Two big problems we're interested in for drug discovery where quantum computers may do well are high accuracy prediction of receptor-ligand binding affinities and electronic structure prediction. High accuracy quantum approaches addressing these problems that yield a quantum advantage can be expected to find a home in drug discovery pipelines. In terms of the computational problem being addressed, both of these are reducible to Hamiltonian simulation. Here's a paper (paywalled) that explains some particular drug discovery use cases.

Not necessarily variational approaches

There are quantum algorithms for Hamiltonian simulation, with one of the most interesting ones being quantum signal processing (QSP). This algorithm (and the practical implementations that may stem from it) may yield an advantage on NISQ devices in the next decade for chemical simulation problems (Note: that last that paper contains numerical estimates for a handful of quantum simulation algorithms applied to the time evolution of spin systems). But that does not necessarily mean they'll offer an advantage that's usable in drug discovery pipelines within the same time frame (though they could quickly follow).

## DATA
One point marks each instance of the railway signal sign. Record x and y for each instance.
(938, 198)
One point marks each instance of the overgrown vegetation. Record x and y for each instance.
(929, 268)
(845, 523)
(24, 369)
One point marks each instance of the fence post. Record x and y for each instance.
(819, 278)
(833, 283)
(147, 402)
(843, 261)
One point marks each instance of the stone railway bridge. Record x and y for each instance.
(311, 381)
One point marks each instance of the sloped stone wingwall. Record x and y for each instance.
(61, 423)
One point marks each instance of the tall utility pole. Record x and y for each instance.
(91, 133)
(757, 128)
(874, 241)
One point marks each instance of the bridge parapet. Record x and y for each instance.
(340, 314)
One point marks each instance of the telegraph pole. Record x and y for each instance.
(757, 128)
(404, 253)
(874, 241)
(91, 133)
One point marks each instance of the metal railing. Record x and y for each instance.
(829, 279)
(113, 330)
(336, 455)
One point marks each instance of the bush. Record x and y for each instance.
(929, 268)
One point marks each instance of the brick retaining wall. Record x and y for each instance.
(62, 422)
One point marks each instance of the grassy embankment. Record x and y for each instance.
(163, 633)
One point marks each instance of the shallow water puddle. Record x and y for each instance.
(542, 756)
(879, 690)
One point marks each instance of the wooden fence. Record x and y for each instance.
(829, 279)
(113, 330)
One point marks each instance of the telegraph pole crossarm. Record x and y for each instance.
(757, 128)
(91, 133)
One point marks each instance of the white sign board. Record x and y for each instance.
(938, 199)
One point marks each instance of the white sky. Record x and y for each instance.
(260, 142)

* * *

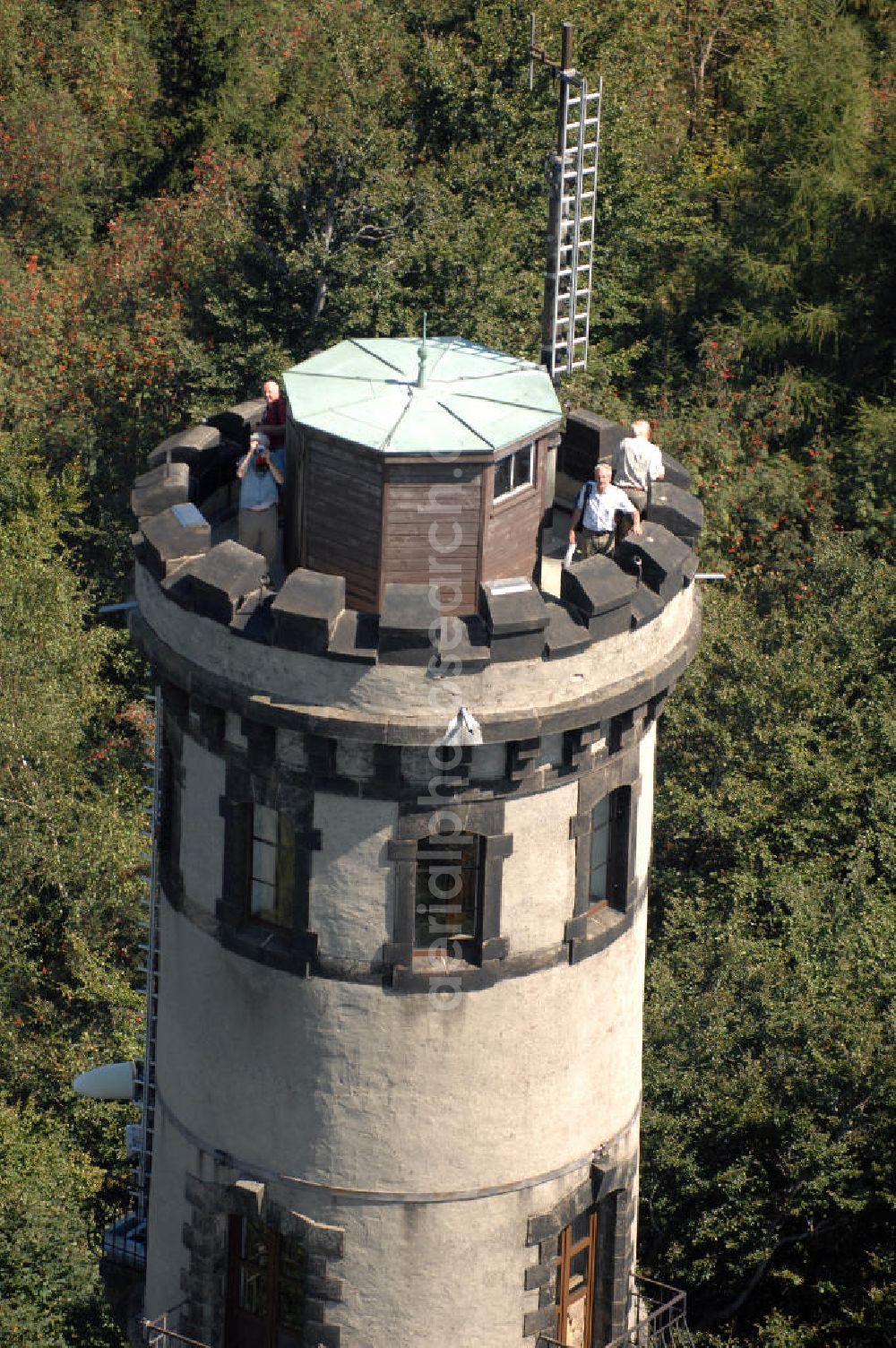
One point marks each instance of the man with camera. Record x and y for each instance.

## YOUR TASKS
(A) Set down the passage on quantum computing in drug discovery word for word, from "Two big problems" to "discovery use cases.".
(B) Answer these questions using the passage on quantum computing in drug discovery:
(i) Which two drug discovery problems does it name as areas where quantum computers may do well?
(ii) To what computational problem are both of those problems reducible?
(iii) Which quantum algorithm for Hamiltonian simulation does it call one of the most interesting?

## YOUR WRITTEN ANSWERS
(A)
Two big problems we're interested in for drug discovery where quantum computers may do well are high accuracy prediction of receptor-ligand binding affinities and electronic structure prediction. High accuracy quantum approaches addressing these problems that yield a quantum advantage can be expected to find a home in drug discovery pipelines. In terms of the computational problem being addressed, both of these are reducible to Hamiltonian simulation. Here's a paper (paywalled) that explains some particular drug discovery use cases.

(B)
(i) High accuracy prediction of receptor-ligand binding affinities and electronic structure prediction.
(ii) Hamiltonian simulation.
(iii) Quantum signal processing (QSP).